### TASK:
Report every line of the material below that contains the word "plant", copying each such line in full.

### INPUT MATERIAL:
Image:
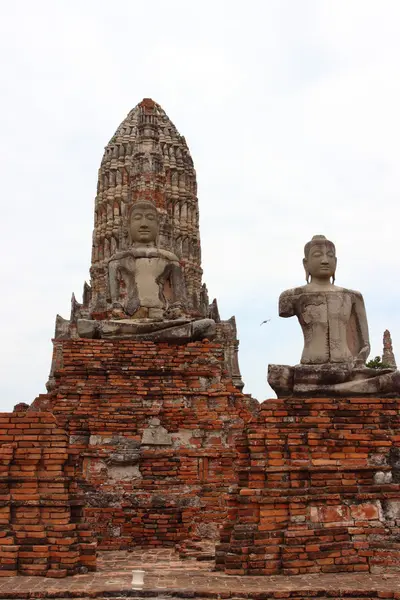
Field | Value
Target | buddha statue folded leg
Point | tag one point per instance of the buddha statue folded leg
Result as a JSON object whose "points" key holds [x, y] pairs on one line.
{"points": [[175, 331]]}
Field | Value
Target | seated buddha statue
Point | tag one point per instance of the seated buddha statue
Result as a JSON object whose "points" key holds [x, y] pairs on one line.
{"points": [[335, 330], [147, 292]]}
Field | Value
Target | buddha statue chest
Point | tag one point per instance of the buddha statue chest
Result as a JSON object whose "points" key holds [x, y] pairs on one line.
{"points": [[324, 317], [147, 278]]}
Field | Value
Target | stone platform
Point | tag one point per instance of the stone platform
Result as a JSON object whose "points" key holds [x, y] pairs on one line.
{"points": [[165, 575]]}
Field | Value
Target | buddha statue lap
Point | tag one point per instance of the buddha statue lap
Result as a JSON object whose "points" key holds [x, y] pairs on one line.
{"points": [[335, 330], [147, 292]]}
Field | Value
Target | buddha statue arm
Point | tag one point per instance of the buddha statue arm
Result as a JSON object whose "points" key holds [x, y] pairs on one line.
{"points": [[362, 326], [286, 304], [178, 286]]}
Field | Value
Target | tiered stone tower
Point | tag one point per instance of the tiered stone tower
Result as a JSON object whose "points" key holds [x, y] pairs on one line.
{"points": [[147, 159], [145, 437]]}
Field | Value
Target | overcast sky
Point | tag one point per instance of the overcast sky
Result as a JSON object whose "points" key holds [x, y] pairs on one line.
{"points": [[291, 111]]}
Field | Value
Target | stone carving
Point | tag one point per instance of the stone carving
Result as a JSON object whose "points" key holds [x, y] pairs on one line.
{"points": [[147, 292], [335, 329], [388, 354], [145, 281]]}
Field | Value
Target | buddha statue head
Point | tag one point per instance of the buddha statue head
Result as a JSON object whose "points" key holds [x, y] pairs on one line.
{"points": [[143, 223], [320, 259]]}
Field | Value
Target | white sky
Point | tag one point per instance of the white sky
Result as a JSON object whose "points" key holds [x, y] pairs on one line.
{"points": [[291, 111]]}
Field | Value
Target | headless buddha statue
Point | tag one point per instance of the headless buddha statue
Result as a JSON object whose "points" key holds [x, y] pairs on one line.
{"points": [[147, 291], [335, 330]]}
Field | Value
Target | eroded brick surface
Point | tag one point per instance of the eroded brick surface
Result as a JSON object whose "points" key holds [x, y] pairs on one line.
{"points": [[153, 430], [41, 530], [318, 489]]}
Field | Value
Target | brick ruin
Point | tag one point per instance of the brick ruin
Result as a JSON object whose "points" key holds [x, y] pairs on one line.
{"points": [[148, 443]]}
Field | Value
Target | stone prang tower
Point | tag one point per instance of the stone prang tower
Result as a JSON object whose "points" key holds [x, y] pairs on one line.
{"points": [[147, 159]]}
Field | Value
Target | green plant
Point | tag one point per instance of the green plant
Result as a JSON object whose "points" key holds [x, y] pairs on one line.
{"points": [[376, 363]]}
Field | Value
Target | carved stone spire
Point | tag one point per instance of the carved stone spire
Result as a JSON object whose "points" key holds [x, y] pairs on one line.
{"points": [[147, 159], [388, 355]]}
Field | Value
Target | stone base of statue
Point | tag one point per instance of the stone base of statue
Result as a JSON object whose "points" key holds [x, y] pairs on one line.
{"points": [[181, 330], [332, 379]]}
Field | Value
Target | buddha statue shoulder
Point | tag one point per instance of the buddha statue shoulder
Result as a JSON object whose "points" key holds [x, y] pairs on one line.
{"points": [[335, 330], [146, 289]]}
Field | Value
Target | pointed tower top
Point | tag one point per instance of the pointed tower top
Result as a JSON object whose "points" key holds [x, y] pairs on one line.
{"points": [[147, 159]]}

### RESULT BELOW:
Target | green plant
Point | tag one point per instance of the green plant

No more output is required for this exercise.